La configurazione plastica dell’elemento linguistico.

O.O. 279 – Euritmia linguaggio visibile – 02.07.1924


 

Sommario: Ciò che viene configurato nel linguaggio stesso e che passa nel suono dev’essere portato in euritmia alla forma visibile. Esteriormente, viene imitato ciò che è presente nel linguaggio come visibile gesto d’aria. I suoni consonantici interpretano l’elemento plastico. Suoni soffiati e suoni impulsivi. Il suono tremulo e quello ondulatorio. I dittonghi. La vocale raddolcita. L’euritmia esprime il carattere profondo dell’elemento del suono. I, E, U sprizzano fuoco dionisiaco, A, O attraggono serenamente, configurano in senso apollineo.

 

L’euritmia assumerà la sua configurazione artistica interiore solo quando l’euritmista sarà in grado di creare veramente, in tutti i suoi dettagli, partendo dall’essenza dell’elemento linguistico. Per la rappresentazione euritmica è quasi altrettanto necessaria la comprensione interiore dell’elemento dei suoni, dell’elemento linguistico, come lo è la conoscenza dei movimenti che vanno eseguiti. Vedremo oggi come proprio la configurazione plastica dell’elemento linguistico possa esercitare una certa influenza sulla rappresentazione euritmica. Essenziale è veramente sempre l’elemento plastico, configurante, in quanto nella rappresentazione euritmica abbiamo il compito di tradurre realmente in forma visibile, in figura visibile, proprio ciò che altrimenti viene configurato nella lingua stessa, ma non vi compare nella sua configurazione perché si trasforma in suono.

*Consegna A*: Tra le righe sottostanti, individua e copia ogni linea che contiene la stringa "segment", distinguendo tra maiuscole e minuscole.

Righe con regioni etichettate
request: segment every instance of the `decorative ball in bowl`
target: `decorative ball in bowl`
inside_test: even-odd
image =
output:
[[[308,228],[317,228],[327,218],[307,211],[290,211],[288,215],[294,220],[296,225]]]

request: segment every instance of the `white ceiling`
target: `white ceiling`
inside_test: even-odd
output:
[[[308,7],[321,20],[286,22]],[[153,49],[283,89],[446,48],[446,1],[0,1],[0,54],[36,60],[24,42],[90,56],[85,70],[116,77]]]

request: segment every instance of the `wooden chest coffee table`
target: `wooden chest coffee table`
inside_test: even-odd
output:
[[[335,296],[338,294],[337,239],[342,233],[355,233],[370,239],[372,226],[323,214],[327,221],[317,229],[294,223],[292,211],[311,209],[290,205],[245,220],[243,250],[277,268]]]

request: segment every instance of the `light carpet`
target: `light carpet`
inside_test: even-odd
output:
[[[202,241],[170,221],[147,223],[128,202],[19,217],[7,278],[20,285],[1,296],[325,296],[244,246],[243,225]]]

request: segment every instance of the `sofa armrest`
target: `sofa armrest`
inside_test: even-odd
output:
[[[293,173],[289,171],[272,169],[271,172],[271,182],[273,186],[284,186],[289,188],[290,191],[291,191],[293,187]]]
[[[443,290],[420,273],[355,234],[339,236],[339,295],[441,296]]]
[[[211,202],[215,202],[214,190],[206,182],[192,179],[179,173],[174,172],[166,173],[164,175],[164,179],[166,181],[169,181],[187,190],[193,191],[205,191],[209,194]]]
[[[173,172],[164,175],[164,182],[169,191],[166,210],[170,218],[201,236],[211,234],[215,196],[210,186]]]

*Consegna B*:
Verifica se le affermazioni seguenti concordano con il brano. Per ciascuna rispondi sì o no e riporta tra virgolette le parole del brano che lo stabiliscono.
(i) Nel sommario si afferma che i suoni consonantici interpretano l'elemento plastico.
(ii) Secondo il sommario, A e O sprizzano fuoco dionisiaco.
(iii) Per la rappresentazione euritmica, la comprensione interiore dell'elemento dei suoni è quasi altrettanto necessaria quanto la conoscenza dei movimenti da eseguire.

*Risposta completa A*:
request: segment every instance of the `decorative ball in bowl`
request: segment every instance of the `white ceiling`
request: segment every instance of the `wooden chest coffee table`
request: segment every instance of the `light carpet`
request: segment every instance of the `sofa armrest`

*Risposta completa B*:
(i) Sì: "I suoni consonantici interpretano l’elemento plastico."
(ii) No: "I, E, U sprizzano fuoco dionisiaco, A, O attraggono serenamente, configurano in senso apollineo."
(iii) Sì: "Per la rappresentazione euritmica è quasi altrettanto necessaria la comprensione interiore dell’elemento dei suoni, dell’elemento linguistico, come lo è la conoscenza dei movimenti che vanno eseguiti."